本文抜粋.

* * *

『新・人間革命』第29巻 力走の章 144p~
11月29日、関西牧口記念館への車中、副会長で関西総合長の十和田光一が、意を決したように語り始めた。「関西婦人部長の栗山三津子さんのことで、報告があります。先日、癌と診断され、手術をしなければなりません。幸い、早期発見で命に別状はないとのことです」
伸一は、すぐに栗山に宛てて手紙を書いた。そして、病への考え方について語っていった。「そもそも仏法では、生老病死は避けることができないと説いているんだもの。みんなで温かく包み、励ましてあげることです。
大事なことは、病気に負けないことです。人生には、病に襲われることもあれば、失業や倒産など、多くの苦悩があるが、それ自体が人を不幸にするのではない。その時に、“もうこれで自分の人生は終わりだ”などと思い、希望をなくし、無気力になったり、自暴自棄になったりすることによって、自らを不幸にしてしまうんです。
苦境を乗り越えていくには、強い心で、“こんなことで負けるものか!必ず乗り越え、人生の勝利を飾ってみせるぞ!”という、獅子のごとき一念で、強情に祈り抜いていくことです。
だから、病の診断を受けたら、“これでまた一つ、信心の体験が積める!みんなに仏法の力を示す財産が増える!”と考えていくことです。」
「また、信心をしていても、若くして病で亡くなることもあります。それぞれのもっている罪業というものは、私たち凡夫には計りがたい。しかし、広宣流布に生き抜いた人には、鮮やかな生の燃焼があり、歓喜がある。その生き方、行動は、人間として尊き輝きを放ち、多くの同志に共感をもたらします。伸一は、不二の関西の同志には、何ものも恐れぬ勇猛精進の人に育ってほしかった。
伸一が、三重県のなかで、まだ行っていない地域への訪問を強く希望したことから、名張で地元幹部らと協議会を開催することが決まったのである。三重県長の富坂良史から、失明の危機を見事に乗り越えた、名張本部の本部長をしている高丘秀一郎さんに会ってほしいといわれる。
高丘は突然右目がかすみはじめ、左目も見えなくなった。大学病院でも「今の医療ではなすすべがありません」と言われた。彼は、もはや信心しかない。本気になって信心に励んでみようと腹を決め、真剣に唱題を続け、挑戦を開始した時、伸一とばったり出会い、激励をもらったのだ。

* * *

問題.
A. 本文の「大事なことは、病気に負けない」から「らを不幸にしてしまうんです。」までをすべて、一字も変えずに書き写してください。
B. 次の(i)〜(iii)が本文の内容と合っているかを、それぞれ「はい」か「いいえ」で答えてください。決め手となる本文の言葉も、そのまま引用してください。
(i) 栗山三津子さんの癌は早期に見つかった。
(ii) 高丘秀一郎さんは、大学病院で治す方法があると言われた。
(iii) 名張での協議会は、三重県長の希望で開かれることになった。
C. 『新・人間革命』の本文を、最後の文のあとから引き継いで書いてください。

* * *

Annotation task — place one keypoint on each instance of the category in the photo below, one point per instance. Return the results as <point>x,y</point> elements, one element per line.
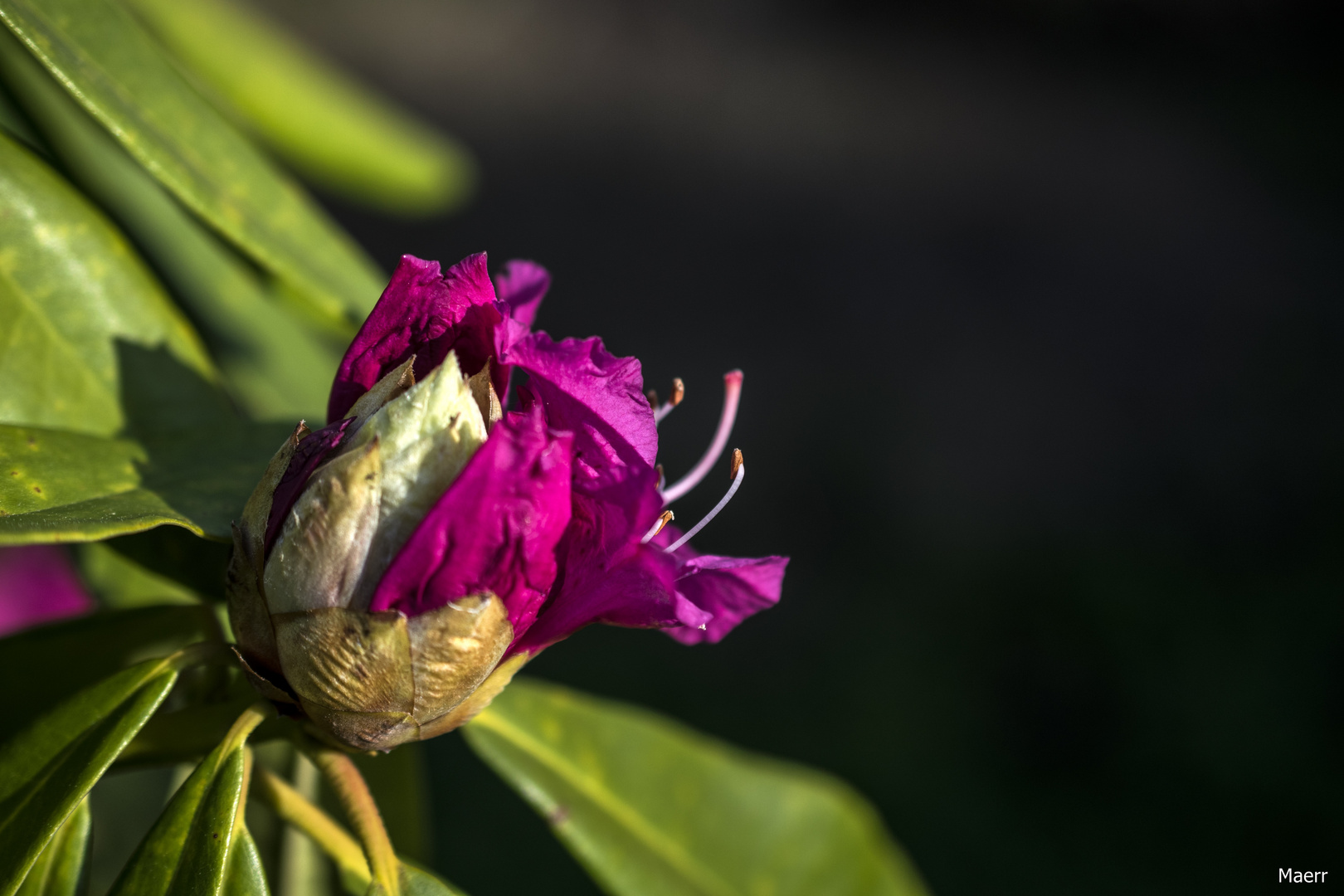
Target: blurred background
<point>1040,310</point>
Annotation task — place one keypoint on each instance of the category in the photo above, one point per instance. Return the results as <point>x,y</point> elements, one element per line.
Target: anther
<point>667,516</point>
<point>663,410</point>
<point>739,472</point>
<point>732,392</point>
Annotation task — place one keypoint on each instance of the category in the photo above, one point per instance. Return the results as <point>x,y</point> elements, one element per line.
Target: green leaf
<point>401,779</point>
<point>121,583</point>
<point>50,766</point>
<point>192,465</point>
<point>190,848</point>
<point>106,62</point>
<point>246,876</point>
<point>66,486</point>
<point>655,809</point>
<point>105,642</point>
<point>179,557</point>
<point>327,127</point>
<point>58,868</point>
<point>69,288</point>
<point>275,364</point>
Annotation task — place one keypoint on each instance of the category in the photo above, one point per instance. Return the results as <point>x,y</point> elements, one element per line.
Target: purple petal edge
<point>494,529</point>
<point>38,583</point>
<point>425,314</point>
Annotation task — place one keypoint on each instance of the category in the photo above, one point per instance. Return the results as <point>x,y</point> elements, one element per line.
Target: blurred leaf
<point>121,583</point>
<point>188,733</point>
<point>69,288</point>
<point>179,557</point>
<point>277,366</point>
<point>106,62</point>
<point>50,766</point>
<point>246,876</point>
<point>194,462</point>
<point>104,642</point>
<point>58,868</point>
<point>329,128</point>
<point>399,779</point>
<point>652,807</point>
<point>188,850</point>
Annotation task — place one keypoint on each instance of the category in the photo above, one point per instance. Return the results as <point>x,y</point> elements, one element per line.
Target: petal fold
<point>494,531</point>
<point>426,314</point>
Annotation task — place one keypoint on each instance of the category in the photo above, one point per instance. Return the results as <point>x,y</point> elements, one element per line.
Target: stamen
<point>732,392</point>
<point>663,410</point>
<point>739,472</point>
<point>667,516</point>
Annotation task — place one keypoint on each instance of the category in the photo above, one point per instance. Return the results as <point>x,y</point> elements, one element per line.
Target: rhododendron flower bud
<point>394,568</point>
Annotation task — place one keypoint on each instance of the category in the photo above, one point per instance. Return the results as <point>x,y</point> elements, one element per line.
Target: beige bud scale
<point>305,635</point>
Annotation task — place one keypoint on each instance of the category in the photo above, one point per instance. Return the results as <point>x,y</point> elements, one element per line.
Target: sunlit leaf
<point>188,850</point>
<point>192,464</point>
<point>654,809</point>
<point>66,486</point>
<point>106,61</point>
<point>121,583</point>
<point>246,876</point>
<point>104,642</point>
<point>69,288</point>
<point>52,763</point>
<point>275,364</point>
<point>56,869</point>
<point>327,127</point>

* * *

解答.
A.
大事なことは、病気に負けないことです。人生には、病に襲われることもあれば、失業や倒産など、多くの苦悩があるが、それ自体が人を不幸にするのではない。その時に、“もうこれで自分の人生は終わりだ”などと思い、希望をなくし、無気力になったり、自暴自棄になったりすることによって、自らを不幸にしてしまうんです。

B.
(i) はい。「幸い、早期発見で命に別状はないとのことです」
(ii) いいえ。「今の医療ではなすすべがありません」
(iii) いいえ。「伸一が、三重県のなかで、まだ行っていない地域への訪問を強く希望したことから、名張で地元幹部らと協議会を開催することが決まった」

C.
伸一を自宅に迎えた高丘は、「左目の方は、題目が50万遍になった時に、視力が0.5になり、70万遍で0.7に、百万遍になったら、1.0になっていたんです。仏法の力を心の底から感じています」と報告した。
伸一は、名張の代表らと食事をしたあと、懇談的に話をした。「怨嫉という問題について、未来のために語っておきたい。自分の生命を磨き、わが胸中の仏性を湧現する以外に、崩れることのない絶対的幸福境涯を確立する道はないんです。しかし、自らが妙法蓮華経の当体であると信じられなければ、本当の意味での自信がもてず、自分の心の外に幸せになる道を求めてしまう。
すると、どうなるか。周囲の評価や状況に振り回されて、一喜一憂してしまう。例えば、社会的な地位や立場、経済力、性格、容姿など、すべて、人と比べるようになる。そして、わずかでも自分の方が勝っていると思うと優越感をいだき、自己を客観視することなく、過剰に高いプライドをもつ。
さらに、人の評価を強く意識するあまり、周りのささいな言動で、いたく傷つき、“こんなに酷いことを言われた”などと憎み、恨むことになる。また、策に走って歓心を買うことに躍起となる人もいる。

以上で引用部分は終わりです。